**Instructions to follow**.
Rewrite every one of the entries below, replacing "Provide x and y" with "Give the x and y coordinates" and leaving everything else unchanged.

* Begin Material provided *

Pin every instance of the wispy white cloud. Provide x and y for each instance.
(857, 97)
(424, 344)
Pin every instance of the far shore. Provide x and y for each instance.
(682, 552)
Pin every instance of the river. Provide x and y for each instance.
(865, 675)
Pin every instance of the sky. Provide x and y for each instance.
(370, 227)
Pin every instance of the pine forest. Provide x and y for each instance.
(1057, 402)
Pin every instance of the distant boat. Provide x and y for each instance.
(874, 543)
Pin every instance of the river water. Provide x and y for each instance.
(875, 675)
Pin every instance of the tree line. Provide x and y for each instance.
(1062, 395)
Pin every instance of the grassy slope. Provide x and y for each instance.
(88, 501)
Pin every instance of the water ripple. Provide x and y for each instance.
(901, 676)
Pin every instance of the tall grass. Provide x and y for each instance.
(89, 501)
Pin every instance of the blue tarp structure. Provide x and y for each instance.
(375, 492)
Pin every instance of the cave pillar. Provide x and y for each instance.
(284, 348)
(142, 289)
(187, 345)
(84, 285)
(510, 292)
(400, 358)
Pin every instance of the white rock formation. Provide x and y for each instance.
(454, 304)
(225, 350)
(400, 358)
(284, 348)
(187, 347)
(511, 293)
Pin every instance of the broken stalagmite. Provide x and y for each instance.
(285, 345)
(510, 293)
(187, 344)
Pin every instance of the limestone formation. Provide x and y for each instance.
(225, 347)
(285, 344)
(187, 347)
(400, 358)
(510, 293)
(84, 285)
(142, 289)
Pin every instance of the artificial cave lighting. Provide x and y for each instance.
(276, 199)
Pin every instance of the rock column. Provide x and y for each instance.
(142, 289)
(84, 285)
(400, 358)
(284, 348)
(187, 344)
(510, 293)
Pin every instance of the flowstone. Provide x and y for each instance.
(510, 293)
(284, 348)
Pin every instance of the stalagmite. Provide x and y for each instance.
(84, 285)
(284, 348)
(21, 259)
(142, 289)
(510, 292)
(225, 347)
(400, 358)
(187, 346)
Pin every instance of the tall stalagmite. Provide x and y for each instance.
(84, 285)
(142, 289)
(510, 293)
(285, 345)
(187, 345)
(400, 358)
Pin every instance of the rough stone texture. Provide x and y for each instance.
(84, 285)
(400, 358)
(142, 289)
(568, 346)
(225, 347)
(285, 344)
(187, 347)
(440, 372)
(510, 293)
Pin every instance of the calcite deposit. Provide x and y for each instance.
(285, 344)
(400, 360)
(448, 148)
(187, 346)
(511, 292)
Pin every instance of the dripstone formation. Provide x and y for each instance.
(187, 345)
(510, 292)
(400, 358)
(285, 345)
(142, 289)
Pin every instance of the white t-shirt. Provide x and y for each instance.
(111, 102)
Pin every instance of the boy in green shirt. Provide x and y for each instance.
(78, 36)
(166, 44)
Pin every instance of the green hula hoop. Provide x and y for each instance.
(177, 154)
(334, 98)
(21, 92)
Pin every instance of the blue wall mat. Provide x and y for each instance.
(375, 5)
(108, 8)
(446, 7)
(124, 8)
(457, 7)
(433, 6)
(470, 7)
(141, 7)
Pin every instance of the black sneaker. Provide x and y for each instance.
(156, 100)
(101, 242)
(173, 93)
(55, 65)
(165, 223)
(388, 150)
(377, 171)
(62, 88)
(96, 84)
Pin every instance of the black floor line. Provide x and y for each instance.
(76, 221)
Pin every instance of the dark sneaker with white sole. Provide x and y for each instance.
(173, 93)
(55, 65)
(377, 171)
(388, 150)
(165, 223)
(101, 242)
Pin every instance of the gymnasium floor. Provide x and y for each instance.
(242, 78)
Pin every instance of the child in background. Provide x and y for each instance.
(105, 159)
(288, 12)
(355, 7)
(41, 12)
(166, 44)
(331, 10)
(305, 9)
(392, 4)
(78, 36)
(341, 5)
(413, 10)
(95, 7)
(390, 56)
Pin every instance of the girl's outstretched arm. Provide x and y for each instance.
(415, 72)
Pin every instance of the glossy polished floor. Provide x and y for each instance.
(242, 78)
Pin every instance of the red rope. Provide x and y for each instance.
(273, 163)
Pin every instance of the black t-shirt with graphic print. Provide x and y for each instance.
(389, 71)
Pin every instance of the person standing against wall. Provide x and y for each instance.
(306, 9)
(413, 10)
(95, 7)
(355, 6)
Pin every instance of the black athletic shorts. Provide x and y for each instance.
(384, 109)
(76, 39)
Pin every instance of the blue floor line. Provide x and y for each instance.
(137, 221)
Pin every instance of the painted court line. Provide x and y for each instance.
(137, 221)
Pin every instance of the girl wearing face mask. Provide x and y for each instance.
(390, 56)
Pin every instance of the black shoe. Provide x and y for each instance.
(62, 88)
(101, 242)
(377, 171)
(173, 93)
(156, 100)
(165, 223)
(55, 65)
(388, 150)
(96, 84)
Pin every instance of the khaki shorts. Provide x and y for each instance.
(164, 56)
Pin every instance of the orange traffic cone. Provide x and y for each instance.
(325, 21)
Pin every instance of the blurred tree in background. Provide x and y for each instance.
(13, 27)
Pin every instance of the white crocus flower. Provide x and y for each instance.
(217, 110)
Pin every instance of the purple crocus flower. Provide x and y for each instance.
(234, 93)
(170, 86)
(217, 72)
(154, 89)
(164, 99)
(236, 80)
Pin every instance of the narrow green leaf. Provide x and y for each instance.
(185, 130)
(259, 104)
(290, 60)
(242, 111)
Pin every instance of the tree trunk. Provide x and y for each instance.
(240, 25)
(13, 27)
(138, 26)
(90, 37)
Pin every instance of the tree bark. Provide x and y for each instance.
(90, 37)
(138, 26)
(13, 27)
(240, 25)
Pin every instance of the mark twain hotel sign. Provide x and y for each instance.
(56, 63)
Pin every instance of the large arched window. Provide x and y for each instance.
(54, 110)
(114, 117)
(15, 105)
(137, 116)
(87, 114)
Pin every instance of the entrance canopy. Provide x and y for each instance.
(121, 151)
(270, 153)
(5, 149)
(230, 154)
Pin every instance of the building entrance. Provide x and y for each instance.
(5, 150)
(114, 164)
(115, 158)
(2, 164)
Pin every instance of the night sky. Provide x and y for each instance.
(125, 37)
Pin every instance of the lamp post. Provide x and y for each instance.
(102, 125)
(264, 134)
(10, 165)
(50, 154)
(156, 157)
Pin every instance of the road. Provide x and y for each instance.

* End Material provided *

**Exercise output**.
Pin every instance of the wispy white cloud. Give the x and y coordinates for each instance.
(857, 97)
(424, 344)
Pin every instance of the far shore. Give the x and y coordinates for each instance.
(682, 552)
Pin every instance of the river. Give the x and y coordinates for each instance.
(865, 675)
Pin every instance of the sky. Give the x and y coordinates for each instance.
(370, 227)
Pin every instance of the pine forest. Give the x and y coordinates for each instance.
(1057, 402)
Pin every instance of the distant boat. Give the x and y coordinates for each instance.
(874, 543)
Pin every instance of the river water. Give the x and y coordinates for each instance.
(875, 675)
Pin every instance of the tree line. Give the x and y coordinates for each instance.
(1062, 395)
Pin every instance of the grassy slope. Give the x and y coordinates for each instance.
(88, 501)
Pin every instance of the water ripple. Give the x and y coordinates for each instance.
(901, 676)
Pin every instance of the tall grass. Give the x and y coordinates for each instance.
(89, 501)
Pin every instance of the blue tarp structure. Give the x and y coordinates for each instance.
(375, 492)
Pin every instance of the cave pillar. Give the x and y coordinates for each instance.
(284, 348)
(142, 289)
(187, 345)
(84, 285)
(510, 292)
(400, 358)
Pin every instance of the white rock formation. Give the x and y coordinates for each instance.
(454, 304)
(225, 350)
(400, 358)
(284, 348)
(187, 347)
(511, 293)
Pin every instance of the broken stalagmite. Give the x and y coordinates for each instance.
(285, 345)
(510, 293)
(187, 344)
Pin every instance of the limestone formation. Give the x and y coordinates for each instance.
(225, 347)
(285, 344)
(187, 347)
(400, 358)
(510, 293)
(84, 285)
(142, 289)
Pin every instance of the artificial cave lighting. Give the x and y coordinates for each instance.
(276, 199)
Pin every instance of the rock column. Give the x and y coordinates for each instance.
(142, 289)
(84, 285)
(400, 358)
(284, 348)
(187, 344)
(510, 293)
Pin every instance of the flowstone. Give the x and y coordinates for each instance.
(510, 293)
(284, 348)
Pin every instance of the stalagmite. Give the x and y coordinates for each instance.
(84, 285)
(284, 348)
(21, 259)
(142, 289)
(510, 292)
(225, 347)
(400, 358)
(187, 346)
Pin every instance of the tall stalagmite. Give the x and y coordinates for each instance.
(84, 285)
(142, 289)
(510, 293)
(285, 345)
(187, 345)
(400, 358)
Pin every instance of the rough stone texture. Give the x and y coordinates for each instance.
(84, 285)
(400, 358)
(142, 289)
(568, 346)
(225, 347)
(285, 344)
(187, 347)
(440, 372)
(510, 293)
Pin every instance of the calcite deposit. Give the x and y coordinates for each instance.
(285, 344)
(400, 360)
(448, 148)
(187, 346)
(511, 292)
Pin every instance of the dripstone formation. Give the x and y coordinates for each instance.
(187, 345)
(510, 292)
(400, 358)
(285, 345)
(142, 289)
Pin every instance of the white t-shirt. Give the x and y coordinates for each instance.
(111, 102)
Pin every instance of the boy in green shirt. Give the x and y coordinates for each instance.
(78, 36)
(166, 44)
Pin every instance of the green hula hoop. Give the x and y coordinates for each instance.
(177, 154)
(334, 98)
(21, 92)
Pin every instance of the blue wall mat. Give the x and y coordinates for each instance.
(375, 5)
(108, 8)
(446, 7)
(124, 8)
(457, 7)
(433, 6)
(470, 7)
(141, 7)
Pin every instance of the black sneaker. Give the x and y coordinates for each instance.
(156, 100)
(101, 242)
(173, 93)
(55, 65)
(165, 223)
(388, 150)
(377, 171)
(62, 88)
(96, 84)
Pin every instance of the black floor line. Give the x and y coordinates for each instance.
(76, 221)
Pin every instance of the dark sneaker with white sole. Give the x and y coordinates for each instance.
(173, 93)
(55, 65)
(377, 171)
(388, 150)
(165, 223)
(101, 242)
Pin every instance of the gymnasium floor. Give the x and y coordinates for each instance.
(242, 78)
Pin every instance of the child in background. Give the x and y coordinates for each instance.
(105, 159)
(288, 12)
(355, 7)
(41, 12)
(166, 44)
(331, 10)
(305, 9)
(392, 4)
(78, 36)
(341, 5)
(413, 10)
(95, 7)
(390, 56)
Pin every instance of the girl's outstretched arm. Give the x and y coordinates for each instance.
(415, 72)
Pin every instance of the glossy polished floor. Give the x and y coordinates for each instance.
(242, 78)
Pin every instance of the red rope. Give the x and y coordinates for each instance.
(273, 163)
Pin every instance of the black t-shirt with graphic print. Give the x and y coordinates for each instance.
(389, 71)
Pin every instance of the person standing against wall. Give the x and y coordinates for each instance.
(306, 9)
(413, 10)
(95, 7)
(355, 6)
Pin every instance of the black athletic shorts. Give the x and y coordinates for each instance.
(384, 109)
(76, 39)
Pin every instance of the blue floor line. Give the x and y coordinates for each instance.
(137, 221)
Pin every instance of the painted court line. Give the x and y coordinates for each instance.
(137, 221)
Pin every instance of the girl wearing face mask. Give the x and y coordinates for each instance.
(390, 56)
Pin every instance of the black shoe. Give the x and y coordinates for each instance.
(62, 88)
(101, 242)
(377, 171)
(173, 93)
(156, 100)
(165, 223)
(55, 65)
(388, 150)
(96, 84)
Pin every instance of the khaki shorts. Give the x and y coordinates for each instance.
(164, 56)
Pin every instance of the orange traffic cone. Give the x and y coordinates for each instance.
(325, 21)
Pin every instance of the blurred tree in background. Give the x and y coordinates for each instance.
(13, 27)
Pin every instance of the white crocus flower. Give the x and y coordinates for each instance.
(217, 110)
Pin every instance of the purple crocus flower. Give the x and y coordinates for each instance.
(234, 93)
(170, 86)
(217, 72)
(154, 89)
(164, 99)
(236, 80)
Pin every instance of the narrow green leaf. Give the x and y coordinates for each instance.
(185, 130)
(259, 104)
(290, 60)
(242, 111)
Pin every instance of the tree trunk. Give the x and y coordinates for each instance.
(240, 25)
(13, 27)
(138, 26)
(90, 37)
Pin every instance of the tree bark. Give the x and y coordinates for each instance.
(90, 37)
(138, 26)
(13, 27)
(240, 25)
Pin every instance of the mark twain hotel sign. Give the x and y coordinates for each instance.
(56, 63)
Pin every instance of the large arched window. Give the x and y coordinates for each instance.
(54, 110)
(114, 117)
(15, 105)
(137, 116)
(87, 114)
Pin every instance of the entrance canopy. Give the x and y coordinates for each instance.
(121, 151)
(270, 153)
(5, 149)
(230, 154)
Pin every instance of the building entrance. Give the x and y coordinates for each instance.
(5, 150)
(114, 164)
(115, 158)
(2, 164)
Pin every instance of the night sky. Give the x and y coordinates for each instance.
(125, 37)
Pin every instance of the lamp post. Give the x and y coordinates for each instance.
(102, 125)
(264, 134)
(10, 165)
(50, 154)
(156, 157)
Pin every instance of the road. Give the x and y coordinates for each instance.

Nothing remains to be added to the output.